**Written exercise 1**
Summarize the piece on the dinosaur tracks of Milanesia Beach in two sentences.

**Page text**
———

The Dinosaur Tracks of Milanesia Beach: Part I

Because of the sparse and uneven record of dinosaurs in Australia, their fossil footprints are more valuable here than anywhere else on Earth.

- Thomas H. Rich and Patricia Vickers-Rich, A Century of Australian Dinosaurs (2003).

The Preamble

Dinosaur tracks are hard to find. This humbling realization struck me during the third week of a month-long field excursion in May-June 2010, while doing field work along the craggy coast of Victoria, Australia. Why was I there, engaging in such an apparently fruitless quest? Paleontologist Tom Rich of Museum Victoria had invited me to look for trace fossils made by dinosaurs and other Cretaceous animals that might be preserved in the rocks of Victoria. Yet as was often the case with looking for fossils of any kind, there were no guarantees of success. He and I had already searched more than a hundred kilometers of coastal cliffs and platforms east of Melbourne, and were then working our way through sites west of there.

Here are four three-toed dinosaur track,s preserved on a block of sandstone at Milanesia Beach, Victoria (Australia). They’re faint, but there – look closely for all four. These tracks were probably made by small theropods on a river floodplain during a polar summer about 105 million years ago, when Australia was close to the South Pole. On June 14, 2010, I discovered the block that contained these tracks, and a few hours later, Greg Denney found another block with more tracks. This is a big deal, as they represent the greatest number of polar dinosaur tracks found in any one place in the Southern Hemisphere. It’s enough to make you want to do a happy dance. Scale bar in photo (lower left) = 10 cm (4 in).

On Frozen Ground Down Under

The Cretaceous rocks we saw yesterday here in Victoria, Australia gave us a reason to ponder temperature and climate, but in a much grander way than just saying the words, “global climate change.” I cogitated on this matter while enduring the harsh, ravaging effects of the Victorian winter here.


Thinking cold thoughts, post-field work version. Sorry for the omission of a beer, if at least for scale.

Yet despite what we observe here today, this part of southern Australia was connected to northern Antarctica 120 million years ago – during the Early Cretaceous Period – and the rocks here hold clues that reflect environments close to 75° S. (Just in case one of my students is reading this and furiously converting those degrees into Fahrenheit on his/her iPhone, those degrees are not for temperature, but latitude, and the South Pole is 90° S of the equator.)


Paleogeographic map from about 130 million years ago, during the Early Cretaceous Period. So if you think Australia is “Down Under” now, go back to the Cretaceous and see what you think, mate! Map from Ron Blakley’s fantastic paleogeographic map site, hosted by Northern Arizona University.

The Cretaceous outcrops we have walked across for the past eight days are now at 38° S. This means Australia has moved steadily north in the past 120 million years, and at this rate will reach the equator in another 100 million years or so. This is Reason #1,243 why plate tectonics, as a process, rules.

Granted, mean annual air temperature (MAAT) was much higher during the Cretaceous Period than today, at about 20°C, versus 14.6°C today. (OK, now you can do those conversions to Fahrenheit: that’s 58°F versus 68°F.) Still, it got very cold here during the winters, accompanied by months of darkness each winter, cold enough to freeze the ground, and even form permafrost. (Of course, it’s not frozen now, so it’s not really fulfilling the “permanent” part of permafrost. Unless you count rocks as “frozen,” which I don’t.)

———

**Written exercise 2**
Show every line in the entries that contains the word "white". Case counts.

———

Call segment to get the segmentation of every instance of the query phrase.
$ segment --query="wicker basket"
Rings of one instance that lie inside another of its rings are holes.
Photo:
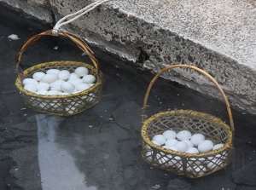
[[[15,85],[20,91],[26,105],[37,112],[60,116],[78,114],[94,106],[100,101],[103,86],[103,75],[99,70],[98,61],[94,57],[93,52],[88,47],[84,40],[73,34],[58,31],[58,35],[64,36],[75,43],[75,44],[90,57],[93,66],[84,62],[61,60],[38,64],[29,67],[25,71],[22,71],[20,66],[22,53],[27,47],[32,45],[42,37],[52,35],[52,30],[49,30],[31,37],[22,44],[16,55],[15,70],[18,73],[18,77],[16,78]],[[67,95],[45,95],[30,92],[23,88],[22,80],[27,78],[32,78],[34,72],[45,72],[47,70],[51,68],[74,72],[74,70],[79,66],[87,67],[89,73],[96,78],[96,83],[86,90]]]
[[[147,107],[151,88],[155,80],[166,71],[176,67],[194,69],[204,74],[214,83],[220,91],[226,104],[230,127],[220,118],[214,116],[191,110],[174,110],[158,112],[144,120],[144,112]],[[149,164],[177,175],[190,178],[198,178],[212,174],[224,167],[231,161],[233,149],[234,124],[230,104],[217,81],[208,73],[193,66],[173,65],[161,70],[151,81],[143,106],[142,127],[142,156]],[[201,133],[206,139],[214,144],[223,143],[224,147],[205,153],[187,153],[164,148],[151,141],[154,135],[161,134],[166,130],[180,131],[188,130],[192,134]]]

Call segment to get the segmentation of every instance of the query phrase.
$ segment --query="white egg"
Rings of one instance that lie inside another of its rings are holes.
[[[214,151],[216,149],[218,149],[218,148],[222,147],[223,146],[224,146],[224,144],[222,144],[222,143],[216,144],[213,146],[212,150]]]
[[[205,172],[207,171],[206,167],[203,165],[198,165],[198,166],[194,165],[194,166],[192,166],[192,170],[193,170],[192,173],[194,175],[199,175],[199,176],[204,175]]]
[[[37,88],[38,90],[48,90],[49,89],[49,84],[48,83],[39,82]]]
[[[45,74],[43,78],[42,78],[42,82],[44,83],[51,83],[55,81],[56,81],[58,79],[58,75],[55,74],[55,73],[49,73],[49,74]]]
[[[193,142],[190,141],[190,140],[183,140],[183,141],[184,141],[184,142],[186,142],[187,143],[187,145],[188,145],[188,147],[189,147],[189,147],[194,147],[194,144],[193,144]]]
[[[58,74],[59,72],[59,69],[49,69],[46,71],[46,74]]]
[[[40,80],[42,80],[42,78],[44,78],[44,75],[45,75],[45,73],[43,72],[37,72],[33,73],[32,78],[35,79],[36,81],[40,81]]]
[[[34,83],[27,83],[24,86],[24,89],[35,93],[37,91],[37,85]]]
[[[45,90],[45,89],[40,89],[40,90],[37,91],[36,93],[37,93],[38,95],[46,95],[47,92],[48,92],[48,91]]]
[[[80,77],[79,77],[75,72],[72,72],[69,75],[68,80],[73,80],[73,79],[79,79]]]
[[[188,150],[189,147],[188,144],[184,141],[177,141],[175,145],[174,145],[180,152],[185,152],[186,150]]]
[[[188,150],[186,150],[187,153],[199,153],[199,151],[196,147],[189,147]]]
[[[158,145],[158,146],[160,146],[160,144],[159,143],[159,141],[151,141],[154,144],[155,144],[155,145]]]
[[[94,75],[85,75],[82,80],[84,81],[84,83],[93,83],[96,81],[96,77]]]
[[[212,159],[207,164],[207,168],[209,169],[215,169],[216,167],[221,167],[223,164],[223,162],[221,159]]]
[[[148,161],[152,161],[152,153],[153,153],[153,151],[148,151],[146,153],[146,158]]]
[[[67,80],[70,76],[70,72],[67,70],[60,71],[58,73],[58,78],[61,80]]]
[[[75,86],[68,82],[63,82],[61,84],[61,90],[63,90],[64,92],[67,92],[67,93],[73,93],[75,89]]]
[[[84,66],[79,66],[79,67],[76,68],[75,73],[79,77],[84,77],[84,76],[85,76],[85,75],[87,75],[89,73],[89,71]]]
[[[191,133],[189,130],[181,130],[177,134],[176,137],[178,141],[188,140],[191,138]]]
[[[75,85],[76,89],[79,90],[79,91],[84,91],[85,89],[90,89],[90,86],[89,84],[84,83],[78,83],[78,84]]]
[[[70,95],[70,94],[67,93],[67,92],[61,92],[60,95]]]
[[[191,136],[190,140],[193,142],[194,146],[197,147],[201,142],[205,141],[205,135],[200,133],[196,133]]]
[[[205,140],[198,145],[199,153],[207,153],[213,147],[213,143],[210,140]]]
[[[174,146],[168,147],[168,149],[172,150],[172,151],[179,152],[178,148],[177,147],[174,147]]]
[[[22,84],[23,84],[24,86],[25,86],[26,84],[27,84],[27,83],[34,83],[34,84],[38,85],[38,82],[36,81],[36,80],[33,79],[33,78],[25,78],[24,80],[22,80]]]
[[[152,137],[152,141],[158,141],[160,144],[160,146],[161,146],[161,145],[165,144],[166,138],[165,138],[165,136],[163,135],[159,134],[159,135],[154,135]]]
[[[166,140],[175,139],[176,138],[176,132],[174,130],[166,130],[166,131],[163,132],[163,135],[166,137]]]
[[[73,85],[77,85],[79,83],[83,83],[83,80],[80,79],[80,78],[76,78],[76,79],[71,79],[71,80],[68,80],[67,82],[73,83]]]
[[[168,147],[172,147],[177,142],[177,139],[168,139],[166,142],[165,145]]]
[[[49,90],[45,95],[59,95],[60,92],[57,90]]]

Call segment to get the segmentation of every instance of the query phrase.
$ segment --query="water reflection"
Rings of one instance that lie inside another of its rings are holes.
[[[76,167],[74,158],[55,141],[64,118],[45,114],[37,114],[36,118],[42,189],[96,190],[95,187],[86,186],[85,176]]]

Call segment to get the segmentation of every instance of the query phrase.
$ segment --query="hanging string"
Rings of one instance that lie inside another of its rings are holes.
[[[109,0],[97,0],[95,3],[92,3],[91,4],[90,4],[90,5],[86,6],[85,8],[82,9],[81,10],[79,10],[76,13],[70,14],[63,17],[59,21],[57,21],[57,23],[54,26],[54,28],[52,30],[52,34],[55,35],[55,36],[57,36],[58,35],[58,30],[60,29],[60,27],[61,27],[62,26],[67,25],[70,22],[73,22],[73,20],[79,19],[82,15],[85,14],[86,13],[90,12],[90,10],[94,9],[97,6],[99,6],[99,5],[101,5],[103,3],[108,2],[108,1],[109,1]]]

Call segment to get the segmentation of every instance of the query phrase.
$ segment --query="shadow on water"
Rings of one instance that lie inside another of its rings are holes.
[[[96,187],[86,186],[86,177],[77,168],[70,151],[65,150],[63,147],[62,148],[59,147],[55,141],[58,135],[57,131],[64,118],[57,116],[37,114],[36,120],[42,189],[96,189]]]

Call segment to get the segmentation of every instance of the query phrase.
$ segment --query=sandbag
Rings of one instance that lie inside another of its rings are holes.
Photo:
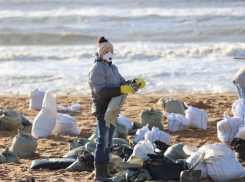
[[[138,143],[140,140],[144,140],[145,139],[145,133],[150,131],[148,128],[148,124],[146,126],[143,126],[143,128],[138,129],[135,137],[134,137],[134,142]]]
[[[143,124],[138,122],[132,122],[132,129],[128,132],[129,135],[133,135],[137,132],[138,129],[143,128]]]
[[[37,149],[37,140],[30,134],[18,129],[18,135],[14,137],[11,150],[19,157],[31,157]]]
[[[30,169],[65,169],[75,161],[71,158],[39,159],[32,161]]]
[[[69,158],[73,158],[76,159],[78,157],[78,153],[82,150],[86,150],[85,146],[81,146],[81,147],[77,147],[71,151],[69,151],[67,154],[65,154],[63,157],[69,157]]]
[[[143,160],[147,160],[149,159],[147,154],[154,154],[153,146],[148,140],[141,140],[139,143],[137,143],[137,145],[135,145],[133,154],[128,161],[130,161],[133,156],[139,157]]]
[[[166,152],[166,150],[170,147],[166,143],[159,141],[159,140],[154,140],[153,143],[155,145],[154,152],[160,155],[163,155]]]
[[[245,140],[241,138],[233,138],[230,145],[231,148],[236,151],[236,158],[245,160]]]
[[[226,111],[224,120],[217,123],[218,138],[221,142],[230,142],[238,132],[242,121],[239,118],[231,118]]]
[[[12,151],[9,150],[8,147],[5,149],[0,149],[0,164],[1,163],[9,163],[9,162],[18,162],[19,158],[18,155]]]
[[[160,131],[157,127],[153,126],[151,131],[145,133],[145,140],[149,140],[155,150],[155,145],[153,143],[154,140],[160,140],[166,143],[167,145],[170,145],[172,141],[172,137],[168,133],[165,133],[164,131]]]
[[[118,133],[118,138],[122,138],[124,140],[127,140],[128,138],[128,128],[127,126],[120,124],[120,123],[116,123],[116,132]],[[115,137],[115,136],[114,136]]]
[[[94,142],[88,142],[85,144],[86,149],[88,149],[90,152],[95,152],[96,149],[96,143]]]
[[[163,115],[168,119],[168,130],[171,132],[186,130],[190,124],[190,121],[183,115],[167,112]]]
[[[238,101],[232,104],[231,111],[234,114],[235,118],[239,118],[242,122],[244,122],[245,118],[245,104],[243,99],[239,99]]]
[[[0,109],[0,130],[16,130],[24,128],[21,114],[12,109]]]
[[[206,153],[205,157],[207,154],[215,154],[214,157],[204,161],[207,164],[208,174],[214,181],[229,181],[244,177],[243,166],[226,145],[221,143],[206,144],[203,150]]]
[[[147,161],[146,169],[153,180],[179,180],[180,173],[185,170],[185,166],[181,162],[160,158]]]
[[[188,108],[186,113],[186,118],[190,121],[190,128],[199,128],[202,130],[207,130],[208,114],[205,111],[197,109],[195,107],[189,106],[184,102],[185,106]]]
[[[160,130],[164,129],[162,112],[153,108],[148,108],[141,111],[140,122],[143,125],[149,124],[149,129],[151,129],[153,126],[158,127]]]
[[[32,123],[28,119],[26,119],[21,113],[20,113],[20,117],[21,117],[23,126],[32,125]]]
[[[117,145],[130,146],[130,144],[122,138],[113,138],[112,142],[113,144],[117,144]]]
[[[45,96],[44,91],[38,89],[31,89],[29,91],[30,104],[29,108],[40,111],[42,109],[42,103]]]
[[[178,143],[175,145],[170,146],[166,152],[164,153],[164,156],[169,159],[177,160],[177,159],[186,159],[187,155],[183,151],[183,147],[185,144]]]
[[[78,159],[66,168],[67,171],[88,171],[93,172],[94,168],[90,167],[85,161],[79,161]]]
[[[86,143],[90,142],[90,140],[87,140],[86,138],[70,138],[66,141],[68,142],[69,150],[84,146]]]
[[[245,140],[241,138],[233,138],[230,145],[236,152],[245,152]]]
[[[202,155],[201,151],[197,151],[186,160],[188,167],[190,168]],[[201,170],[201,178],[207,178],[208,177],[208,169],[207,169],[207,164],[205,162],[201,162],[198,164],[195,168],[196,170]]]
[[[43,100],[42,110],[34,119],[32,135],[34,137],[47,138],[53,131],[57,120],[56,98],[46,92]]]
[[[157,105],[162,107],[163,112],[185,115],[184,106],[178,99],[162,97]]]
[[[125,140],[127,140],[127,136],[128,136],[128,128],[127,126],[123,125],[123,124],[119,124],[117,123],[116,126],[116,131],[114,134],[114,138],[123,138]],[[88,140],[93,140],[95,138],[98,138],[98,126],[96,126],[94,128],[93,134],[88,138]]]
[[[121,169],[122,164],[123,164],[123,161],[121,157],[110,154],[109,169],[110,169],[111,174],[119,173],[122,170]]]
[[[131,121],[121,114],[119,114],[119,116],[117,117],[117,122],[119,124],[123,124],[123,125],[127,126],[128,131],[130,131],[132,129]]]
[[[241,138],[245,140],[245,124],[239,126],[238,131],[234,138]]]
[[[52,131],[52,134],[67,134],[67,135],[80,135],[77,129],[77,121],[69,114],[58,113],[56,125]]]

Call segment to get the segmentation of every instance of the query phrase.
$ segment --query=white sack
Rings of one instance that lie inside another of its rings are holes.
[[[67,134],[67,135],[80,135],[77,129],[77,121],[69,114],[58,114],[56,125],[52,131],[52,134]]]
[[[184,149],[184,148],[183,148]],[[188,165],[188,168],[190,168],[198,159],[199,157],[202,155],[202,152],[197,151],[195,153],[193,153],[187,160],[186,163]],[[202,174],[201,174],[201,178],[206,178],[208,177],[208,169],[207,169],[207,164],[205,162],[201,162],[200,164],[197,165],[197,167],[195,168],[196,170],[201,170]]]
[[[185,113],[186,118],[190,121],[189,127],[207,130],[208,114],[205,111],[187,105],[185,102],[184,104],[188,108]]]
[[[171,132],[186,130],[190,124],[190,121],[181,114],[164,112],[163,115],[168,119],[168,130]]]
[[[34,119],[32,135],[34,137],[47,138],[53,131],[57,120],[56,98],[46,92],[42,110]]]
[[[148,131],[150,131],[149,128],[148,128],[148,124],[146,126],[143,126],[143,128],[138,129],[136,131],[136,134],[135,134],[135,137],[134,137],[134,142],[138,143],[139,141],[144,140],[145,139],[145,133],[148,132]]]
[[[29,108],[40,111],[42,109],[45,92],[38,89],[31,89],[29,91],[30,104]]]
[[[155,154],[154,149],[151,145],[151,142],[149,142],[148,140],[141,140],[135,145],[134,151],[128,161],[130,161],[133,156],[139,157],[143,160],[147,160],[149,159],[147,154]]]
[[[238,101],[233,103],[231,111],[233,112],[235,118],[239,118],[241,121],[244,122],[245,105],[242,99],[239,99]]]
[[[205,151],[204,162],[207,164],[208,174],[214,181],[230,181],[244,177],[243,166],[229,147],[216,143],[206,144],[199,150],[202,149]]]
[[[132,129],[131,121],[128,118],[126,118],[125,116],[123,116],[123,115],[119,114],[119,116],[117,118],[117,122],[119,124],[123,124],[123,125],[127,126],[128,131],[130,131]]]
[[[241,138],[245,140],[245,124],[239,126],[238,132],[236,133],[234,138]]]
[[[160,140],[161,142],[170,145],[172,142],[172,137],[168,133],[160,131],[159,128],[153,126],[151,131],[145,133],[145,140],[149,140],[155,149],[155,144],[153,143],[155,140]]]
[[[224,112],[224,120],[217,123],[218,138],[221,142],[230,142],[238,132],[242,121],[239,118],[231,118]]]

———

**Exercise response 1**
During a month of field work on the coast of Victoria, Australia, in May-June 2010, the author looked for dinosaur trace fossils with Tom Rich of Museum Victoria, and on June 14, 2010, found a sandstone block at Milanesia Beach with four three-toed tracks, probably made by small theropods about 105 million years ago when Australia was close to the South Pole. In the Early Cretaceous this region was joined to Antarctica near 75° S, and although mean annual air temperature was higher than today, the winters were cold and dark enough to freeze the ground and even form permafrost.

**Exercise response 2**
$ segment --query="white egg"
$ segment --query=white sack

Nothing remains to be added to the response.